Task to carry out —
Please return each record exactly as it stands.

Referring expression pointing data
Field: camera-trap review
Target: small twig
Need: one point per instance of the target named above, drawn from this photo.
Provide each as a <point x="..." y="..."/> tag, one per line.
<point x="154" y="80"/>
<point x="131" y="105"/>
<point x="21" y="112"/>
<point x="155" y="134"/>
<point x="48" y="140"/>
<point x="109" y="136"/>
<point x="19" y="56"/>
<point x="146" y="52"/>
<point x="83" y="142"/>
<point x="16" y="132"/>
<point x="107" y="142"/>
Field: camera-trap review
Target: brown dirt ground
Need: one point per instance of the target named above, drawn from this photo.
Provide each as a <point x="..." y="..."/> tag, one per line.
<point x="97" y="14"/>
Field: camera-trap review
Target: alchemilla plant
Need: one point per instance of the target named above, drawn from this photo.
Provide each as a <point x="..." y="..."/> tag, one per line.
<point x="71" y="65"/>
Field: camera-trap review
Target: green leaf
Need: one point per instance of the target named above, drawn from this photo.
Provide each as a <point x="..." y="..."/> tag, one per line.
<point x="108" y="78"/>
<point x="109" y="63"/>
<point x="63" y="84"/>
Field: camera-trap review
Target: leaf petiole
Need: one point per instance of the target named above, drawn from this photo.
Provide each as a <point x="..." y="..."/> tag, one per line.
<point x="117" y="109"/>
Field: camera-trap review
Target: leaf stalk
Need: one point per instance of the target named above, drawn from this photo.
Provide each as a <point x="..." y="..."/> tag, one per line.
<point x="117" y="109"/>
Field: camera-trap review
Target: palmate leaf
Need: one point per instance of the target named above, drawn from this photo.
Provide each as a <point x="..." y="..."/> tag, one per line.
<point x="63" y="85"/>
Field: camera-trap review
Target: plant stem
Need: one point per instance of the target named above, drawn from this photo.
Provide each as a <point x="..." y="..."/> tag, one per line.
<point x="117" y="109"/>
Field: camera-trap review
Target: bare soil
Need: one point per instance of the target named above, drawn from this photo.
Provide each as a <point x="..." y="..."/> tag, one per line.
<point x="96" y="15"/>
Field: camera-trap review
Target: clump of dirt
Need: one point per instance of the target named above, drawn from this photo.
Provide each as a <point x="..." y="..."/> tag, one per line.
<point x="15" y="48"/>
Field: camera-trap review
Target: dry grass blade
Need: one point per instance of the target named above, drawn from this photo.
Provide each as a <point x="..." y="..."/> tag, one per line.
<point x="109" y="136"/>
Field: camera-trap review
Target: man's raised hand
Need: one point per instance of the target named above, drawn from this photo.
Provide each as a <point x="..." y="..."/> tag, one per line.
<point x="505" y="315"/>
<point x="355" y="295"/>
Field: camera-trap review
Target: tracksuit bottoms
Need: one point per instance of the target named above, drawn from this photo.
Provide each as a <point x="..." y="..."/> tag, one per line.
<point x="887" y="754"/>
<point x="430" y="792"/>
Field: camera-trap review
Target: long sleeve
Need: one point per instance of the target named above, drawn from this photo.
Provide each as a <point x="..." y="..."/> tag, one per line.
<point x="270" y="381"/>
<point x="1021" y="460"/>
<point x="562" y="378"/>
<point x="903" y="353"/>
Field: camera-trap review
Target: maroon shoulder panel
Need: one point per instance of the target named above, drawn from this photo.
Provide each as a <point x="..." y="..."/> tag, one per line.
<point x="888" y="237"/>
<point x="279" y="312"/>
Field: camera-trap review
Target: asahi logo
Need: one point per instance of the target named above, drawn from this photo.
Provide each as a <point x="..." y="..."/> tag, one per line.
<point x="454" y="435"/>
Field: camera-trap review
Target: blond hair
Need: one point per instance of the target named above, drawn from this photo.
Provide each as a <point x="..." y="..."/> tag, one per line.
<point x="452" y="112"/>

Answer below —
Field: camera-trap review
Target: small twig
Need: one point per instance of the target named above, drawn from this photo.
Provide each as a <point x="..." y="..."/> tag, one per line.
<point x="154" y="80"/>
<point x="131" y="105"/>
<point x="21" y="112"/>
<point x="155" y="134"/>
<point x="48" y="140"/>
<point x="109" y="136"/>
<point x="19" y="56"/>
<point x="146" y="52"/>
<point x="83" y="142"/>
<point x="16" y="132"/>
<point x="107" y="142"/>
Field: camera-trap review
Target: brown dirt ground
Need: one point per instance of the target named above, drawn from this photo.
Provide each as a <point x="..." y="..."/> tag, one per line.
<point x="97" y="14"/>
Field: camera-trap review
Target: alchemilla plant
Need: one point per instance of the target named above, drawn from this photo.
Provide each as a <point x="..." y="..."/> tag, one per line.
<point x="71" y="65"/>
Field: camera-trap review
Target: green leaf
Need: one point per instance of the target named above, drawn from this photo.
Provide each as a <point x="..." y="..."/> tag, one per line.
<point x="108" y="78"/>
<point x="109" y="63"/>
<point x="63" y="84"/>
Field: camera-trap review
Target: leaf petiole
Need: one point per instance of the target named above, drawn from this photo.
Provide each as a <point x="..." y="..."/> tag, one per line.
<point x="117" y="109"/>
Field: camera-trap review
Target: leaf stalk
Need: one point per instance of the target named above, drawn from this photo.
Provide each as a <point x="..." y="..."/> tag, one per line.
<point x="117" y="109"/>
Field: camera-trap review
Target: palmate leaf
Need: one point per instance of the target named above, drawn from this photo.
Provide each as a <point x="..." y="..."/> tag, one per line.
<point x="63" y="85"/>
Field: camera-trap review
Target: plant stem
Need: one point per instance of the target named above, drawn from this photo.
Provide each as a <point x="..." y="..."/> tag, one per line.
<point x="117" y="109"/>
Field: camera-trap review
Target: bare soil
Need: one point per instance of the target named above, drawn from this photo.
Provide each as a <point x="..." y="..."/> tag, one per line.
<point x="96" y="15"/>
Field: camera-trap review
Target: clump of dirt
Need: one point per instance of the target named above, drawn from this photo.
Provide each as a <point x="..." y="..."/> tag, one per line.
<point x="15" y="48"/>
Field: camera-trap review
Target: dry grass blade
Need: one point per instance of the target named above, drawn from this photo.
Provide each as a <point x="..." y="..."/> tag, one per line.
<point x="109" y="136"/>
Field: camera-trap review
Target: man's raised hand
Need: one point per instance of the target named above, drawn from this photo.
Provide each as a <point x="..." y="..."/> tag, one per line.
<point x="505" y="315"/>
<point x="355" y="295"/>
Field: camera-trap review
Target: tracksuit bottoms
Need: one point per instance of the target named above, drawn from this photo.
Provide each as a <point x="..." y="..."/> tag, one per line.
<point x="887" y="754"/>
<point x="430" y="792"/>
Field: camera-trap review
Target: long sleeve
Need: one point per instance of the target named above, drawn from this photo.
Provide each as a <point x="..." y="..."/> tag, one per line.
<point x="270" y="381"/>
<point x="1021" y="460"/>
<point x="562" y="378"/>
<point x="903" y="353"/>
Field: camera-trap review
Target: maroon shoulder panel
Need: one point per instance of the target named above, drawn from this photo.
Provide each as a <point x="..." y="..."/> tag, one per line.
<point x="888" y="237"/>
<point x="279" y="312"/>
Field: camera-trap review
Target: asahi logo
Need: one point per instance of the target named above, drawn from this photo.
Provide each as a <point x="..." y="..."/> tag, one per line.
<point x="454" y="435"/>
Field: camera-trap review
Target: blond hair
Need: one point per instance of the target named above, drawn from this photo.
Provide each as a <point x="..." y="..."/> tag, one per line.
<point x="452" y="112"/>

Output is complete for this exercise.